Hacker News new | ask | show | jobs
by rowyourboat 932 days ago
Isn't the main problem that academics are measured by the number of publications they publish, and reproductions of existing studies aren't published by the main journals, thus there is little incentive to try and reproduce findings? I never thought this was a problem of ability.
5 comments

You're also leaving out the biggest issue. Journals generally don't want to produce negative results. If you spend researching [shocking possibility] and it turns out that [shocking possibility] isn't true, you're not getting published. It motivates everything from HARKing [1] to outright data manipulation. By contrast if negative results were seen as valuable, then none of this is an issue.

On the other hand, it really is the case that there's just not much of any value in learning that [shocking possibility] is, as everybody would naturally expect, indeed not the case. And filling up limited journal space with such discoveries would seem to be counter-productive, at best. And when you have limited space/funding for researchers, one guy who keeps proving everything everybody knows to be false, to be false, is always going to be perceived as less valuable than one making [shocking discovery] [... which ends up being proven false years later].

[1] - https://en.wikipedia.org/wiki/HARKing

> If you spend researching [shocking possibility] and it turns out that [shocking possibility] isn't true, you're not getting published

But this simply isn't true in physics where negative results are very common. This is at least an existence proof that this can work, people just have to get their heads straight on what research means.

By "journal space" you of course mean journal prestige that isn't unlimited. The point of science journals is gatekeeping.
The biggest problem is honestly obtained incorrect results. If you run 1000 experiments across 1000 labs. Few will statistically not notice a mistake and get a wrong result. That wrong result is then published as it is surprising.
I think there are some strong arguments against this. The first is numerical. Fields like social psychology are seeing replication rates as low as the twenties. And not just from low hanging fruit from but from journals like "The Journal of Personality and Social Psychology", which has one of the highest impact factors across all psychology journals, and a 23% replication success rate! [1] This [2] is a Google search for site:nytimes.com "Journal of Personality and Social Psychology". It's interesting seeing how many [shocking discovery]s, many which end up being shared on this site, come from this particular journal.

Furthermore, I think you can often see poorly done science in the papers themselves. They will use suggestive wording in surveys, unreliable sources for sampling such as Amazon Mechanical Turk, and maybe one of the biggest tells is measuring a large number of unnecessary variables. That does very little to further your experiment, but absolutely ensures you can p-hack your way to a statistically significant result. Another is ignoring such patently obvious viable confounding issues, that one can't reasonably appeal to Hanlon's razor.

[1] - https://en.wikipedia.org/wiki/Replication_crisis#In_psycholo...

[2] - https://www.google.com/search?q=site%3Anytimes.com%20%22Jour...

It can also be hard to judge whether replication failed because the result is bogus or replication failed because the replication team is themselves incompetent.
Did they follow the exact same steps claimed to result in something? Did it result in that thing?

The repetition team being incompetent sounds like a cop out. The researcher did a bad job and it’s on them to explain better etc in that case. No excuses, if it can’t be reproduced it isn’t taken seriously no exceptions

You have two groups of people. Either is equally likely to be incompetent.
How do you know which? Both will point fingers at the other.

Objectives:
A. Answer each question from the thread on research replication.
(i) According to the opening post, by what are academics measured?
(ii) What replication success rate is given for "The Journal of Personality and Social Psychology"?
(iii) In which field are negative results said to be very common?
B. For each statement, say whether it agrees with the thread on research replication, and quote the words that decide it.
(i) Amazon Mechanical Turk is named as an unreliable source for sampling.
(ii) The opening post treats the problem as one of ability.
(iii) Replication rates in social psychology are said to be as low as the teens.
The material that comes next is separate from the thread.

(Entries from a dataset)
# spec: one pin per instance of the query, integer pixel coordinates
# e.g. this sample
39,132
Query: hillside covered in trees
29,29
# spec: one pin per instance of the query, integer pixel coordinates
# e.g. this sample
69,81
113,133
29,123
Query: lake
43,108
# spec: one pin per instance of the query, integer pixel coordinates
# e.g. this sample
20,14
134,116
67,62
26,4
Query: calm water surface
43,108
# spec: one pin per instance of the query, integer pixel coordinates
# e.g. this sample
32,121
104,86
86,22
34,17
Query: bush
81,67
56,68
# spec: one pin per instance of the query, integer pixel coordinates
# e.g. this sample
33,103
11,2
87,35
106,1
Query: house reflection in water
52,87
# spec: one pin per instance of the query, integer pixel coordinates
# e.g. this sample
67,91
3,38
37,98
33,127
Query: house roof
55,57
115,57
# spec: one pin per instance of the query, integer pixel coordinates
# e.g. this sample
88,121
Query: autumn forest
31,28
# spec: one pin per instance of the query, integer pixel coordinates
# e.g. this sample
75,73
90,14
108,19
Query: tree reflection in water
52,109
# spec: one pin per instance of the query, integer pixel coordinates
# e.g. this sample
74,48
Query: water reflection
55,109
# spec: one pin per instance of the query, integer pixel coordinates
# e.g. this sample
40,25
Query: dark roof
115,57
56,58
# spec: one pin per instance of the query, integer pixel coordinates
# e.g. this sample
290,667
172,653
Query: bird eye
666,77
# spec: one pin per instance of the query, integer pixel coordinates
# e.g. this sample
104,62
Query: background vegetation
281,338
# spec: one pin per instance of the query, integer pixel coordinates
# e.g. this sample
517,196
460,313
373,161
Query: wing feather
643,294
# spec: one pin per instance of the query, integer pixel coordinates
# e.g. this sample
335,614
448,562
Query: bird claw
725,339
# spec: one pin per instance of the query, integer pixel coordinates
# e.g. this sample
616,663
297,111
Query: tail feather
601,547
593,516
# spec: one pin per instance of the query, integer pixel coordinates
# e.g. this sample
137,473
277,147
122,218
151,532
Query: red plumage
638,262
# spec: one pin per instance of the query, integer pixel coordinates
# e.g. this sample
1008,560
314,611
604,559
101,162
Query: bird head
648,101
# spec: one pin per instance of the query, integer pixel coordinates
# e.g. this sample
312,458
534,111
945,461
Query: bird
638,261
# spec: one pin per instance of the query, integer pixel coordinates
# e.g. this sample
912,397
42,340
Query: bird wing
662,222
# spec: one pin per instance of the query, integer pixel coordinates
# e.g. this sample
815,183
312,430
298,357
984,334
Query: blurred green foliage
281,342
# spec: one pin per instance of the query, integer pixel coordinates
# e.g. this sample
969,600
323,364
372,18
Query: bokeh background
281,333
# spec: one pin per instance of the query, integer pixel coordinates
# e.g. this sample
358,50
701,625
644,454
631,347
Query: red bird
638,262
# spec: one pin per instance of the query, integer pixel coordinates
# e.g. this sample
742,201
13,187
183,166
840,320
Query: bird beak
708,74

==

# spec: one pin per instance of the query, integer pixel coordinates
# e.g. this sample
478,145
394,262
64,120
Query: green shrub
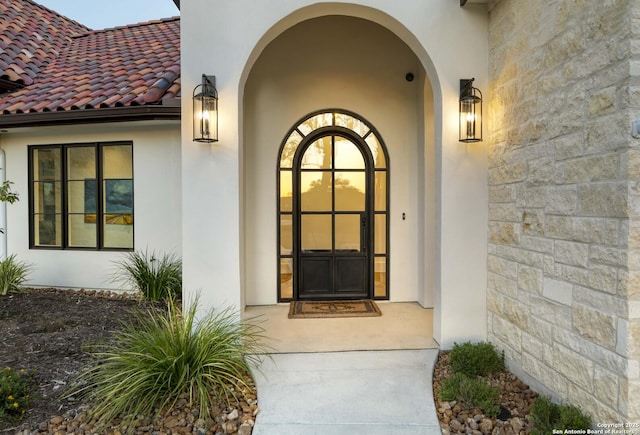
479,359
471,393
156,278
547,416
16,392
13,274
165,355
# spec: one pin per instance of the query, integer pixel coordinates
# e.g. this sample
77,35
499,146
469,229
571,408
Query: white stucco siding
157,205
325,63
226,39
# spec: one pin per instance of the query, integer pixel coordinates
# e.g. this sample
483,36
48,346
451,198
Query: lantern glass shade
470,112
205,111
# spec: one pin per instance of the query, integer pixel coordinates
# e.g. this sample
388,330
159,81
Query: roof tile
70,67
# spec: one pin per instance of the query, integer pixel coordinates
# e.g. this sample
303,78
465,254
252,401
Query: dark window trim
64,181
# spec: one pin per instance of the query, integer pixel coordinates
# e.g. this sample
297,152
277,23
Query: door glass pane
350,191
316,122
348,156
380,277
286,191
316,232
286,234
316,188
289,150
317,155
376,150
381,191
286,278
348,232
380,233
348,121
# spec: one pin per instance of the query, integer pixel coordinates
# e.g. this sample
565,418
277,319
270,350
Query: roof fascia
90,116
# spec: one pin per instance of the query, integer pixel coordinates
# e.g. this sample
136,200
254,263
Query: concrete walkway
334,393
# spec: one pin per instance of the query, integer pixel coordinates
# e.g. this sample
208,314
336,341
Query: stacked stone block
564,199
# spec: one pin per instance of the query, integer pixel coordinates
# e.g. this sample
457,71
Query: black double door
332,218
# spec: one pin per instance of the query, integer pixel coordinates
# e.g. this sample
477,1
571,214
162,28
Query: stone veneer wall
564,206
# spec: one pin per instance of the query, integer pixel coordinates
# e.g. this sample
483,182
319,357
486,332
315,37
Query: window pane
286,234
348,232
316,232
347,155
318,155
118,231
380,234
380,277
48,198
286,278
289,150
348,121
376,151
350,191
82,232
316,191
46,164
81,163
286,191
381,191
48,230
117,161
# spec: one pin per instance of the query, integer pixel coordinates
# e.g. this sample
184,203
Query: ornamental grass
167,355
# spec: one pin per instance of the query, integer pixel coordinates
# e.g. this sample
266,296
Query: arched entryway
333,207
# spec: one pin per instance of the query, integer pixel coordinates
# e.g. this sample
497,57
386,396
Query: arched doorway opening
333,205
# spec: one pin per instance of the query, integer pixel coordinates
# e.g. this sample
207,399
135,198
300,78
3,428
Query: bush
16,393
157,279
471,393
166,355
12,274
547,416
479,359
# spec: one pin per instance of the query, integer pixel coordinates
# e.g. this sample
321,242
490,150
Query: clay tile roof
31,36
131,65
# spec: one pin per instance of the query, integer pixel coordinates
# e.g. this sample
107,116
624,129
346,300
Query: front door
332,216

Task-by-task results:
A.
(i) The number of publications they publish.
(ii) 23%.
(iii) Physics.

B.
(i) Yes: "unreliable sources for sampling such as Amazon Mechanical Turk"
(ii) No: "I never thought this was a problem of ability."
(iii) No: "Fields like social psychology are seeing replication rates as low as the twenties."